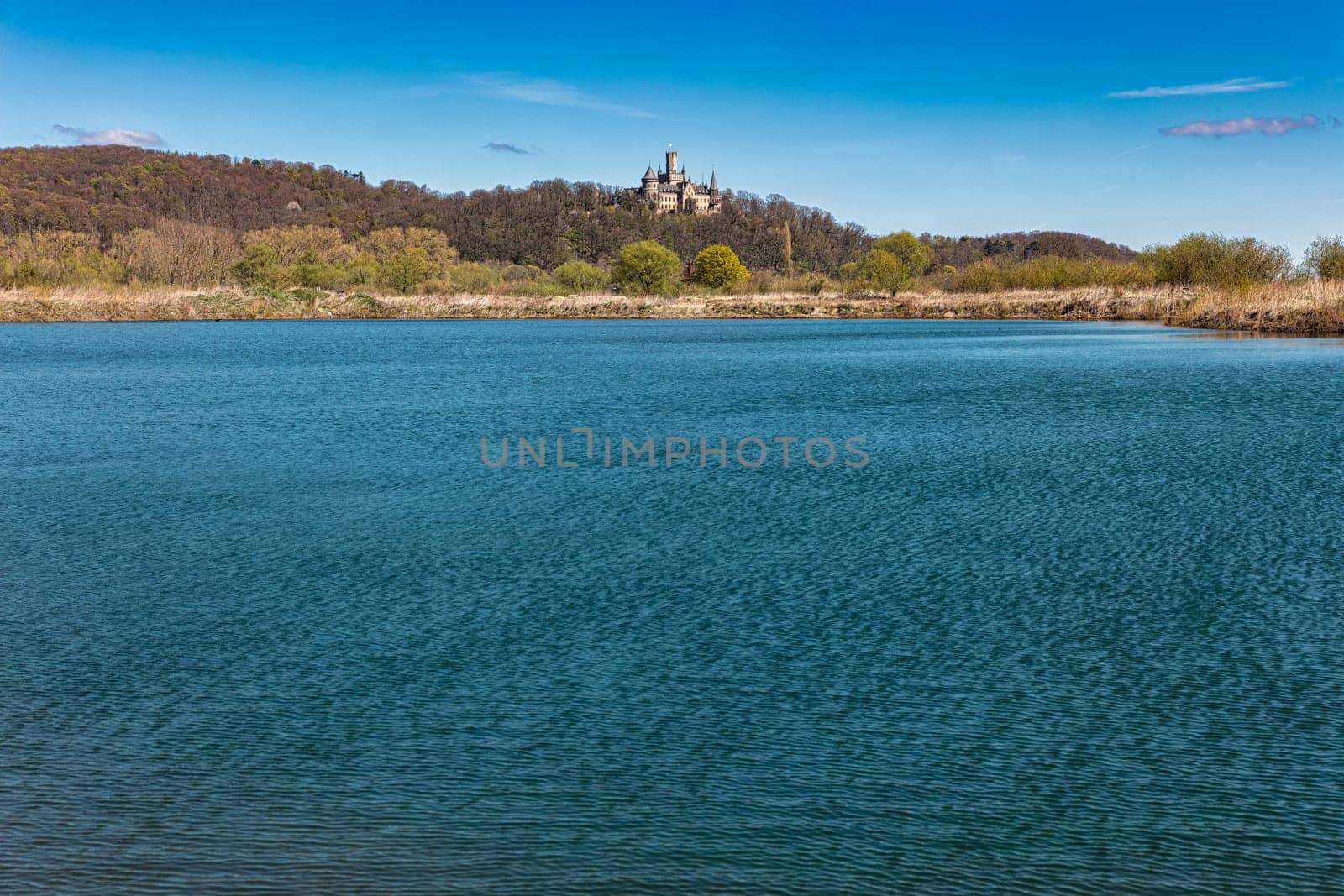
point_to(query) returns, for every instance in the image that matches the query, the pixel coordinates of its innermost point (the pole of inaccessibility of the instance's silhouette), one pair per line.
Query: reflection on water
(270, 626)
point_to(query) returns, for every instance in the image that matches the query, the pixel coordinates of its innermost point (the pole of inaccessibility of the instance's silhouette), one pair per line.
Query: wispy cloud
(1133, 149)
(548, 93)
(112, 136)
(1247, 125)
(1231, 85)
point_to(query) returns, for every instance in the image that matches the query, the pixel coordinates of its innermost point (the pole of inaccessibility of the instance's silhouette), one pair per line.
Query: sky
(1135, 123)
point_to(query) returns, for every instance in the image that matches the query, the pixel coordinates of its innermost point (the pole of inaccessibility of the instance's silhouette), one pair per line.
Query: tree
(260, 266)
(878, 271)
(580, 277)
(1326, 257)
(718, 268)
(407, 269)
(647, 268)
(914, 254)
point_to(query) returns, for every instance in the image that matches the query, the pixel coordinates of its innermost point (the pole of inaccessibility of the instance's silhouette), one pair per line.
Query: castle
(669, 191)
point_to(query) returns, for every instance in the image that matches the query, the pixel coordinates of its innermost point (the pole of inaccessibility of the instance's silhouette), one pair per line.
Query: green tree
(580, 277)
(407, 269)
(718, 268)
(647, 268)
(878, 271)
(914, 254)
(1326, 257)
(260, 266)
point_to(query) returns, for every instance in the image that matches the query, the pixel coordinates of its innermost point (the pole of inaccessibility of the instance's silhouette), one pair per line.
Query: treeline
(109, 191)
(420, 259)
(394, 259)
(902, 261)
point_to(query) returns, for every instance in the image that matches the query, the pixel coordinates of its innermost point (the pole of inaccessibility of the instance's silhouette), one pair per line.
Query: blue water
(269, 625)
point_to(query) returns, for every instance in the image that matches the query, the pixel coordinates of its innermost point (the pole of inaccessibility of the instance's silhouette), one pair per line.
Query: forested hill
(109, 190)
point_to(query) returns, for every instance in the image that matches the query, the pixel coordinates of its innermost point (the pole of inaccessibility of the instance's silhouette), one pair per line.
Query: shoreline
(1299, 308)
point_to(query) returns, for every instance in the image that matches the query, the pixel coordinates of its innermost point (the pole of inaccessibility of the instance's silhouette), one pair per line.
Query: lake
(272, 625)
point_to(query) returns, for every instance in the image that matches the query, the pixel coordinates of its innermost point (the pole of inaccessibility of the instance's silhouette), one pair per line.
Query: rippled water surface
(269, 625)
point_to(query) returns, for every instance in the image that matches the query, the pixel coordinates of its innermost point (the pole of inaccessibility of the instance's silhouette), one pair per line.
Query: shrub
(914, 254)
(176, 253)
(260, 266)
(1326, 258)
(718, 268)
(472, 277)
(302, 244)
(878, 271)
(1216, 261)
(523, 273)
(407, 269)
(54, 258)
(580, 277)
(647, 268)
(386, 242)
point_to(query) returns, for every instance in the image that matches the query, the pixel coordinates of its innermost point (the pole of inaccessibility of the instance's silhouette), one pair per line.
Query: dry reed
(1305, 307)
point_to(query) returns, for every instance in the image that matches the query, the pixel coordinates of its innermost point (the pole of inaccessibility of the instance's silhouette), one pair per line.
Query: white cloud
(112, 136)
(1247, 125)
(548, 93)
(1231, 85)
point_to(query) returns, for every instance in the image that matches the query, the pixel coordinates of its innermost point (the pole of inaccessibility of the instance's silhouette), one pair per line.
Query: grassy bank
(1305, 307)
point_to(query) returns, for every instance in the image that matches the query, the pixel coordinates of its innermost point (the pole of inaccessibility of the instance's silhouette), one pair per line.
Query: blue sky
(968, 118)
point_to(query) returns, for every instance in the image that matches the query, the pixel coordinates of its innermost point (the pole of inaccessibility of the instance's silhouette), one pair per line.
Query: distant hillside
(109, 190)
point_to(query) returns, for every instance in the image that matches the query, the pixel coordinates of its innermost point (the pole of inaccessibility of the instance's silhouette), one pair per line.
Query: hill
(113, 190)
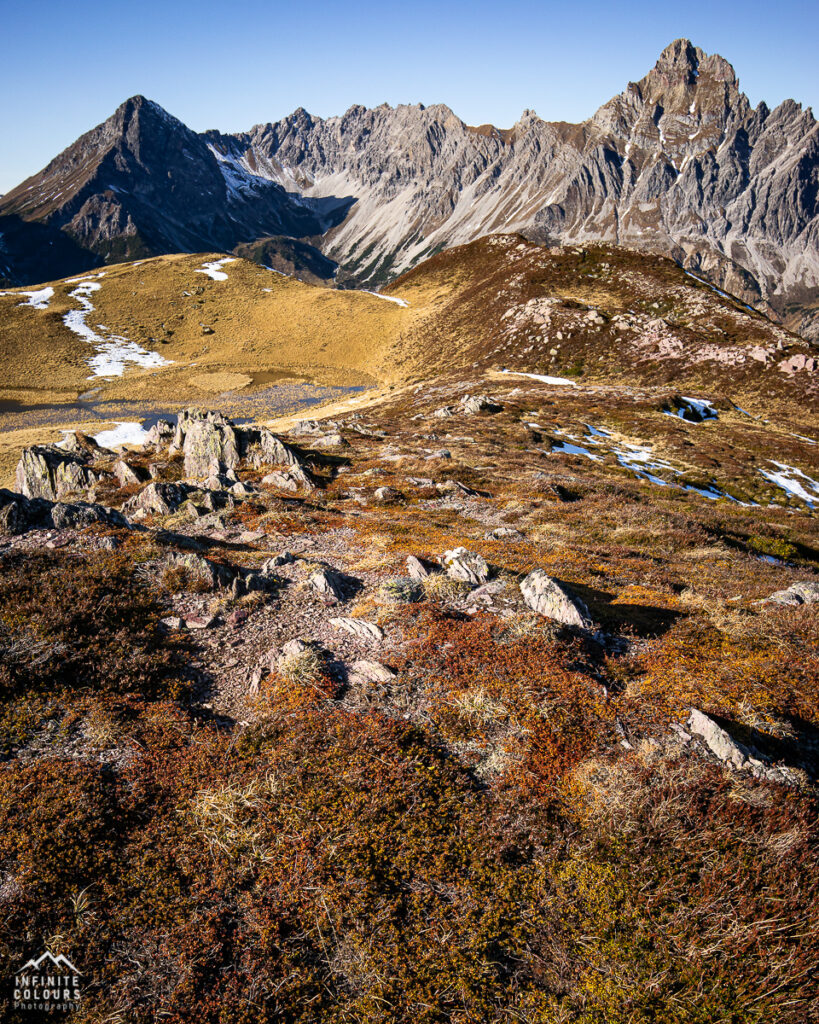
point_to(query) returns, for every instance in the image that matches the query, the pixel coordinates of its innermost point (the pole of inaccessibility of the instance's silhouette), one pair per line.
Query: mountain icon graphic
(48, 958)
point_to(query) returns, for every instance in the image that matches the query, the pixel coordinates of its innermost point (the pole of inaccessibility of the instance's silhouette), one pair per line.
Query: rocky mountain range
(679, 163)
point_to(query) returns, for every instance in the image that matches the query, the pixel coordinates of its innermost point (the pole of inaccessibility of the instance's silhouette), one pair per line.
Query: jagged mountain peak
(679, 163)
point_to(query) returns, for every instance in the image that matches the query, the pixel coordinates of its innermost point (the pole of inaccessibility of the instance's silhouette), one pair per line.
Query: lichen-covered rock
(385, 495)
(296, 478)
(76, 515)
(468, 566)
(210, 443)
(417, 568)
(161, 433)
(159, 499)
(306, 427)
(480, 403)
(358, 628)
(261, 446)
(796, 594)
(51, 472)
(370, 672)
(329, 584)
(553, 600)
(127, 474)
(12, 516)
(212, 574)
(330, 441)
(18, 514)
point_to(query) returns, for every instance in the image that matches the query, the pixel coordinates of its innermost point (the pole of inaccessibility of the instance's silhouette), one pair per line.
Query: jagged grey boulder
(261, 448)
(76, 515)
(12, 517)
(358, 628)
(370, 672)
(159, 499)
(51, 472)
(553, 600)
(210, 443)
(211, 574)
(284, 481)
(480, 403)
(796, 594)
(418, 570)
(294, 647)
(127, 474)
(161, 433)
(306, 427)
(329, 584)
(296, 478)
(722, 743)
(465, 565)
(330, 441)
(385, 495)
(19, 514)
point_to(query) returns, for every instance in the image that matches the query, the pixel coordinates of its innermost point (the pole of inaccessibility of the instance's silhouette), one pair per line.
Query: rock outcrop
(53, 472)
(553, 600)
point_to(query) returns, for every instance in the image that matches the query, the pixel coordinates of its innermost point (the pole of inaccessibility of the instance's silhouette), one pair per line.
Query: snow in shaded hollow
(37, 299)
(640, 460)
(793, 481)
(112, 352)
(693, 410)
(123, 433)
(213, 270)
(542, 377)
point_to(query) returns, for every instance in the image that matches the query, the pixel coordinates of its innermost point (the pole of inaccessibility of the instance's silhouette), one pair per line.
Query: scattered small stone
(796, 594)
(417, 568)
(329, 584)
(293, 647)
(200, 622)
(370, 672)
(358, 628)
(465, 565)
(480, 403)
(553, 600)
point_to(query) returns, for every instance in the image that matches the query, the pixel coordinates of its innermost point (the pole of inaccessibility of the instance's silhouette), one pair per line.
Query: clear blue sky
(66, 66)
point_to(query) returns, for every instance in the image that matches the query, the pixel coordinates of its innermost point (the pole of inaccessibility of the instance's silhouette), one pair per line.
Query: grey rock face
(796, 594)
(359, 628)
(19, 514)
(719, 741)
(551, 599)
(51, 472)
(128, 474)
(679, 162)
(210, 444)
(417, 569)
(370, 672)
(480, 403)
(329, 584)
(160, 499)
(465, 565)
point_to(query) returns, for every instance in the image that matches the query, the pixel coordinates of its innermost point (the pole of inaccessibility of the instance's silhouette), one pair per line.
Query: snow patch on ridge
(113, 351)
(37, 299)
(793, 482)
(123, 433)
(213, 270)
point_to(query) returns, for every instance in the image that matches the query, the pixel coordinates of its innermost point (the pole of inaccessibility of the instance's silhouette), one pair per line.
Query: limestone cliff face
(678, 163)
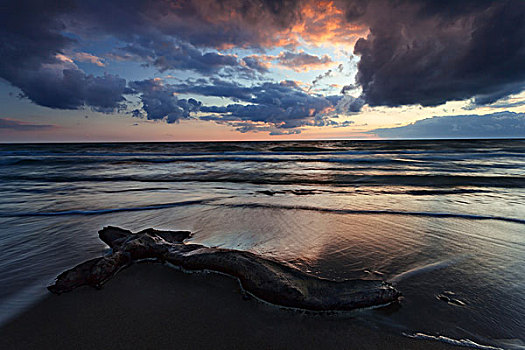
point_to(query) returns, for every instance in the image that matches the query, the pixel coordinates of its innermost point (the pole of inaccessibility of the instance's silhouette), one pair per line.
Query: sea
(443, 220)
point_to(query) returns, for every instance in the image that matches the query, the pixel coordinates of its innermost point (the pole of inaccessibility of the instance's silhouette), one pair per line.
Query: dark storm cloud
(504, 124)
(263, 107)
(160, 103)
(163, 34)
(299, 61)
(166, 55)
(31, 48)
(22, 126)
(416, 52)
(431, 52)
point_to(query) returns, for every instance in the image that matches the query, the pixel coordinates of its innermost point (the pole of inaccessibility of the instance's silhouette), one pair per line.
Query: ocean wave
(111, 210)
(265, 178)
(461, 342)
(376, 212)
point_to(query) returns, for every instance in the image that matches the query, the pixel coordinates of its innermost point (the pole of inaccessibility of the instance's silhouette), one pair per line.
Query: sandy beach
(152, 306)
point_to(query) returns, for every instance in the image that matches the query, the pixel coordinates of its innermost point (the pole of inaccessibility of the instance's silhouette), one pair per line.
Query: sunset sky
(140, 70)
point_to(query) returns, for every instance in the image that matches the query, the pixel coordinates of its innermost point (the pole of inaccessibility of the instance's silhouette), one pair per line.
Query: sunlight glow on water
(342, 209)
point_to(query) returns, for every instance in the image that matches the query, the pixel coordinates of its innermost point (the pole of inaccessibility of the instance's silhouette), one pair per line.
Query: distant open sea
(443, 220)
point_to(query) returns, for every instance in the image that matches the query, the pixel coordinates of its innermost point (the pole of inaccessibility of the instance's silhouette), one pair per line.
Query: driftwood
(264, 278)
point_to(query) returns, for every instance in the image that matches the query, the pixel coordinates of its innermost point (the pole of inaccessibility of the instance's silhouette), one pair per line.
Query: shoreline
(153, 306)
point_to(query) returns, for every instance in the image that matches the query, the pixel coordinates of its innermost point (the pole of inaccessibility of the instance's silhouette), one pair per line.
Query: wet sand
(151, 306)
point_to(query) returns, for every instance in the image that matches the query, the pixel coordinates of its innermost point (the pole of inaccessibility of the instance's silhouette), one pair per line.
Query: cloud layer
(411, 52)
(504, 124)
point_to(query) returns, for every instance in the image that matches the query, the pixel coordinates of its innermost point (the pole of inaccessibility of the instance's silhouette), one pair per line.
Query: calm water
(432, 216)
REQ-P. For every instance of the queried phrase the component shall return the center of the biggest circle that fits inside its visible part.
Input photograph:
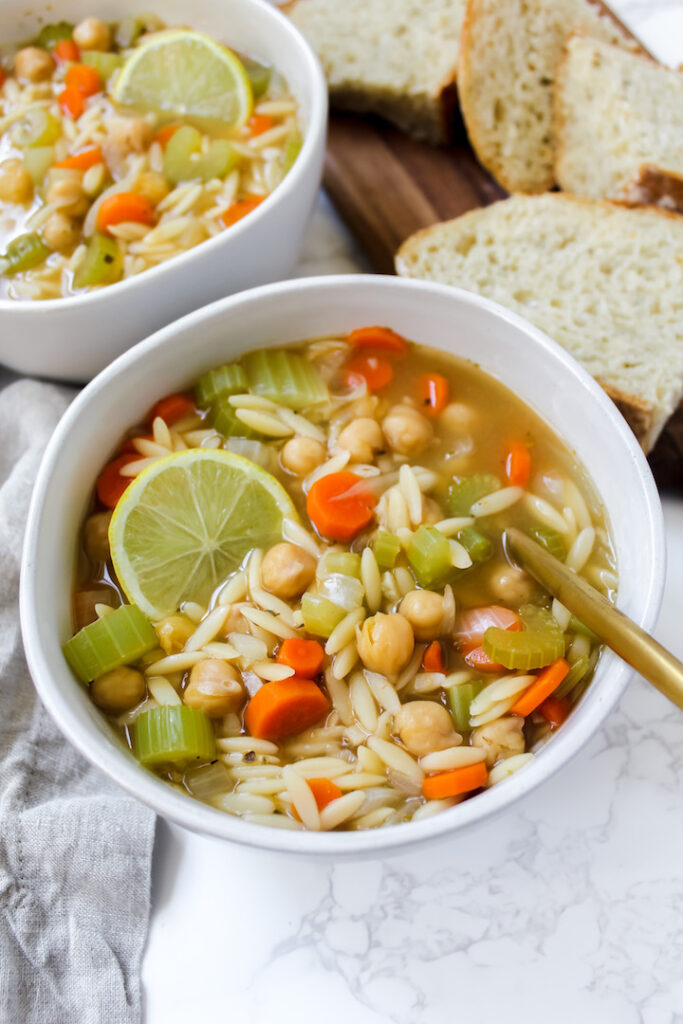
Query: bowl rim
(315, 131)
(201, 818)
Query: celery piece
(386, 548)
(220, 382)
(319, 614)
(119, 638)
(23, 253)
(102, 263)
(465, 493)
(549, 540)
(285, 377)
(429, 555)
(173, 735)
(476, 544)
(525, 649)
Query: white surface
(567, 910)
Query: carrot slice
(284, 708)
(517, 465)
(378, 337)
(452, 783)
(432, 659)
(305, 656)
(173, 408)
(83, 160)
(376, 371)
(111, 484)
(547, 681)
(123, 207)
(433, 390)
(340, 505)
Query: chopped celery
(476, 544)
(102, 263)
(285, 377)
(23, 253)
(550, 541)
(226, 380)
(386, 548)
(319, 614)
(173, 735)
(119, 638)
(429, 555)
(465, 493)
(525, 649)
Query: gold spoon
(638, 648)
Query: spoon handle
(638, 648)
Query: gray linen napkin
(75, 851)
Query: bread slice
(392, 57)
(614, 112)
(603, 281)
(510, 51)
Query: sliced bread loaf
(615, 112)
(392, 57)
(603, 281)
(510, 51)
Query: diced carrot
(111, 484)
(84, 78)
(305, 656)
(340, 505)
(324, 791)
(258, 123)
(173, 408)
(546, 682)
(72, 102)
(123, 207)
(456, 781)
(555, 710)
(517, 465)
(284, 708)
(376, 371)
(433, 392)
(378, 337)
(432, 659)
(241, 209)
(83, 160)
(67, 50)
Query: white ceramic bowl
(539, 371)
(76, 337)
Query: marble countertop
(568, 908)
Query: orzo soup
(294, 601)
(124, 144)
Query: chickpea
(386, 643)
(69, 197)
(34, 64)
(407, 430)
(302, 455)
(91, 34)
(424, 726)
(95, 537)
(174, 632)
(118, 690)
(501, 738)
(15, 182)
(214, 687)
(361, 438)
(287, 570)
(424, 610)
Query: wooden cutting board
(386, 185)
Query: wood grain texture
(386, 185)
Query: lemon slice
(187, 521)
(186, 74)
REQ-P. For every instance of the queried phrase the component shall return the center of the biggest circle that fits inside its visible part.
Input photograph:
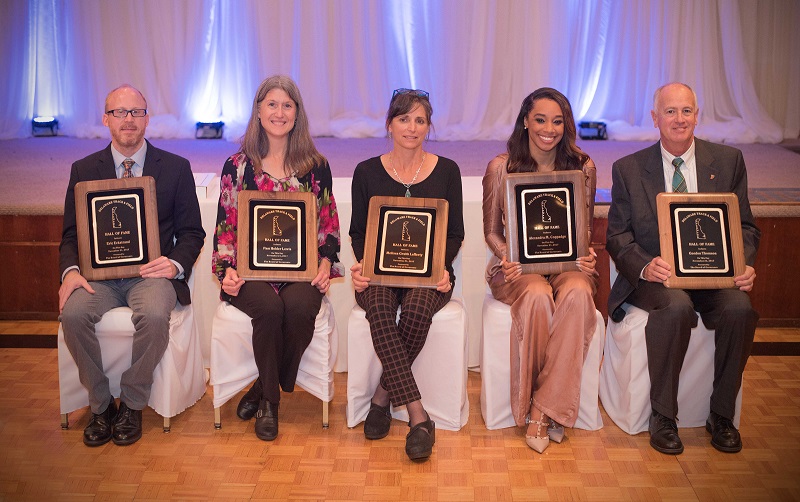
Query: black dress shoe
(724, 435)
(127, 428)
(420, 439)
(248, 405)
(664, 434)
(98, 432)
(267, 421)
(378, 422)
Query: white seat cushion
(496, 370)
(233, 366)
(625, 380)
(440, 369)
(178, 380)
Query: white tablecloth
(206, 287)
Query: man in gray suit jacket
(680, 162)
(153, 294)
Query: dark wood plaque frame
(244, 267)
(437, 249)
(580, 231)
(121, 187)
(735, 245)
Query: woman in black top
(408, 171)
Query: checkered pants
(399, 343)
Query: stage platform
(35, 173)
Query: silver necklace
(407, 185)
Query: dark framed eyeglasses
(414, 92)
(121, 113)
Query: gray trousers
(152, 301)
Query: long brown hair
(568, 155)
(406, 100)
(301, 154)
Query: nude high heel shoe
(540, 440)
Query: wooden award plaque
(277, 236)
(405, 241)
(117, 222)
(701, 239)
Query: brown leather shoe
(724, 436)
(378, 422)
(420, 440)
(664, 434)
(127, 428)
(98, 432)
(248, 405)
(267, 421)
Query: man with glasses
(679, 162)
(153, 294)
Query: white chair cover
(233, 366)
(625, 381)
(496, 370)
(178, 380)
(440, 369)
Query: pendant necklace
(407, 185)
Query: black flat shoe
(127, 428)
(724, 436)
(378, 421)
(664, 434)
(267, 421)
(248, 405)
(420, 440)
(98, 432)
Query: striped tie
(128, 165)
(678, 181)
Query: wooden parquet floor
(39, 460)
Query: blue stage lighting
(44, 126)
(209, 130)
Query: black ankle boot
(420, 440)
(267, 421)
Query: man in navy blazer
(153, 294)
(632, 241)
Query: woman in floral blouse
(278, 155)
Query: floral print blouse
(239, 174)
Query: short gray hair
(657, 94)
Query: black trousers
(399, 344)
(672, 316)
(283, 325)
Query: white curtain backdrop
(203, 60)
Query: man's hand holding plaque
(546, 222)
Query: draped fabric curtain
(203, 60)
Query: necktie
(678, 181)
(128, 165)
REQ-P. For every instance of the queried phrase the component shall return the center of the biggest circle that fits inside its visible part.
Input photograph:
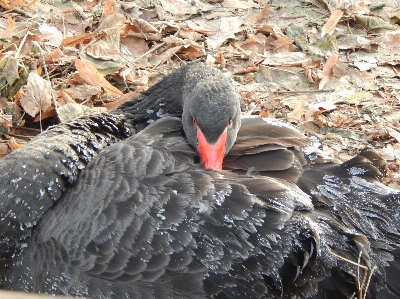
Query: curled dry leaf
(52, 34)
(14, 144)
(10, 70)
(238, 4)
(327, 70)
(10, 28)
(91, 76)
(78, 39)
(5, 120)
(11, 4)
(374, 23)
(38, 95)
(257, 17)
(192, 35)
(333, 20)
(110, 8)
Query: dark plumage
(142, 220)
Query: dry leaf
(392, 132)
(333, 20)
(357, 98)
(110, 8)
(10, 70)
(189, 51)
(327, 70)
(9, 5)
(137, 46)
(10, 28)
(5, 120)
(239, 4)
(257, 17)
(52, 34)
(12, 142)
(189, 34)
(78, 39)
(92, 77)
(51, 112)
(38, 95)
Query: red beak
(211, 155)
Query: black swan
(87, 210)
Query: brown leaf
(11, 26)
(189, 34)
(5, 120)
(12, 142)
(78, 39)
(339, 70)
(38, 95)
(110, 8)
(311, 68)
(51, 33)
(296, 114)
(333, 20)
(257, 17)
(239, 4)
(51, 112)
(138, 46)
(190, 52)
(10, 70)
(327, 70)
(66, 97)
(92, 77)
(11, 4)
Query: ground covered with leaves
(329, 67)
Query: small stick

########################################

- **Exercise objective**: Copy each line exactly, from the line containing "Query: dark plumage" down to the last line of the material, and no other lines.

- **Response**:
Query: dark plumage
(142, 220)
Query: dry leaf
(392, 132)
(333, 20)
(357, 98)
(110, 8)
(10, 70)
(189, 51)
(327, 70)
(9, 5)
(137, 46)
(10, 28)
(5, 120)
(239, 4)
(257, 17)
(52, 34)
(12, 142)
(189, 34)
(78, 39)
(92, 77)
(51, 112)
(38, 95)
Query: red beak
(211, 155)
Query: black swan
(87, 210)
Query: brown leaf
(11, 26)
(189, 34)
(5, 120)
(12, 142)
(78, 39)
(339, 70)
(38, 95)
(110, 8)
(311, 68)
(51, 33)
(296, 114)
(333, 20)
(257, 17)
(239, 4)
(51, 112)
(138, 46)
(190, 52)
(10, 70)
(327, 70)
(66, 97)
(92, 77)
(11, 4)
Query: ground covered with leaves
(329, 67)
Query: small stick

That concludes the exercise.